**TRY IT:**
Would you transcribe the records below from the line with "the white pant leg" to the line with "x=107, y=173", ends included, exactly and with nothing more, leaving the pictures out?

**Extracted data entries:**
────────────────

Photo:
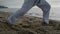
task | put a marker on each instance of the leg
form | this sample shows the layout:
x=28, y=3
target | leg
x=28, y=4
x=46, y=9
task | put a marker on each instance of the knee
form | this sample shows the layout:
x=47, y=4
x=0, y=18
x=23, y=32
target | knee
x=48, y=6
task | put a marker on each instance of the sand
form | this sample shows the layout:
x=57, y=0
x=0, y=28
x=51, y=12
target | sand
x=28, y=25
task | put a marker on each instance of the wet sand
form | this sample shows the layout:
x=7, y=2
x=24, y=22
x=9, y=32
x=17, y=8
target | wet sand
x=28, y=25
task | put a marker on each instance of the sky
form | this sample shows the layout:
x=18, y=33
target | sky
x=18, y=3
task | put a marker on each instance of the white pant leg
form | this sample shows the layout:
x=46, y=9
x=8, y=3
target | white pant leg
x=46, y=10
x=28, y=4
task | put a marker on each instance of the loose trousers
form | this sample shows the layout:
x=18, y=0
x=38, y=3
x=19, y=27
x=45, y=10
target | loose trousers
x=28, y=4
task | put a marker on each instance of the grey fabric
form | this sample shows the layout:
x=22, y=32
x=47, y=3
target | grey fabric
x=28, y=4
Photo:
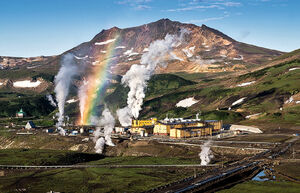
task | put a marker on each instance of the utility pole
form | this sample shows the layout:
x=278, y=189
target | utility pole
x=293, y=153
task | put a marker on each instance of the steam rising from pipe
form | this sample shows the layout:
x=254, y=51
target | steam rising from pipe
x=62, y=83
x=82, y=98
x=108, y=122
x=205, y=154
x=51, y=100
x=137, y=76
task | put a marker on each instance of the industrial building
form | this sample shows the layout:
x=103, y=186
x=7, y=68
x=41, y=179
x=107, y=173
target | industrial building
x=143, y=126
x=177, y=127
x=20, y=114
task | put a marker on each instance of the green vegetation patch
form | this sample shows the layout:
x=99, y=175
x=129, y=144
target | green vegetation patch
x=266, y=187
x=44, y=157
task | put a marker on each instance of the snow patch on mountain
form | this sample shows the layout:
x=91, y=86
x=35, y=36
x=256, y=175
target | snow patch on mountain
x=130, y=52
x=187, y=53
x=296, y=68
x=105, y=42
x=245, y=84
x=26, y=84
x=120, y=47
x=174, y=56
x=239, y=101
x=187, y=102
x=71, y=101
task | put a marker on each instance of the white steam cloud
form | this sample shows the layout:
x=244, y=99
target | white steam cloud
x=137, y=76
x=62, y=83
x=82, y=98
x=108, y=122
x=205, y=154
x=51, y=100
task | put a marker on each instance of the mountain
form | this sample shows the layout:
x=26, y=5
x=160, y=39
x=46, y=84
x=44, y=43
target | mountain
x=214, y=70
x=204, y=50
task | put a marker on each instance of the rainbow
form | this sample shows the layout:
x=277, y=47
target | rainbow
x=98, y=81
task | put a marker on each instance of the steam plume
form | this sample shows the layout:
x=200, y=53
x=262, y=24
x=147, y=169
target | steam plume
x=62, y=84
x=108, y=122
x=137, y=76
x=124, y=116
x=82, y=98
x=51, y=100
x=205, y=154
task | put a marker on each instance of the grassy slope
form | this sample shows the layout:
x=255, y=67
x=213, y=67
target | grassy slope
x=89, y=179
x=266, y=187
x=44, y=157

────────────────

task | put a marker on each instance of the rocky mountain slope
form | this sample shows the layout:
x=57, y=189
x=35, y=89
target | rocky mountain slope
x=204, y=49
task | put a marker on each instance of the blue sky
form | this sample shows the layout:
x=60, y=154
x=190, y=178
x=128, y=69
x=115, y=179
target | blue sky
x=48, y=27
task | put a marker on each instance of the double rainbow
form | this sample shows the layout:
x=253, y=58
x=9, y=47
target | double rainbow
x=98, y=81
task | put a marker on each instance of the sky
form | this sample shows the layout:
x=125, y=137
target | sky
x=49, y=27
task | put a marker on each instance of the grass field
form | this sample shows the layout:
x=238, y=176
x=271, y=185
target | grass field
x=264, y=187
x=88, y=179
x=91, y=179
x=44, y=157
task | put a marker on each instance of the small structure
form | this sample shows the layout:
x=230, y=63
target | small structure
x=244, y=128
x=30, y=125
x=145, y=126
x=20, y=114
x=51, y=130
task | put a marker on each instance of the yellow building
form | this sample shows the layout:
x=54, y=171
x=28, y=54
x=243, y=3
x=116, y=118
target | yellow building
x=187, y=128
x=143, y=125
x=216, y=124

────────────────

**SOLUTION TO THIS TASK:**
task | put a marker on each instance of the white pant leg
form | this sample shows the layout:
x=46, y=9
x=8, y=3
target | white pant leg
x=46, y=10
x=28, y=4
task | put a marker on each instance of the loose trousers
form | this sample shows the layout:
x=18, y=0
x=38, y=3
x=19, y=27
x=45, y=10
target | loose trousers
x=28, y=4
task | put a marker on each instance of the grey fabric
form | this sample shows the layout:
x=22, y=32
x=47, y=3
target | grey fabric
x=28, y=4
Photo:
task | put a marker on each instance of the utility pole
form | this sample shows the layout:
x=278, y=189
target | utility pole
x=293, y=153
task | put a marker on each instance of the steam rising from pipe
form | this sample shows the layout:
x=254, y=51
target | steam rising from pipe
x=62, y=83
x=82, y=98
x=108, y=122
x=205, y=154
x=51, y=100
x=137, y=76
task | put a marker on each instance of the industrial building
form | this sample shows the layout:
x=103, y=186
x=7, y=68
x=41, y=179
x=107, y=173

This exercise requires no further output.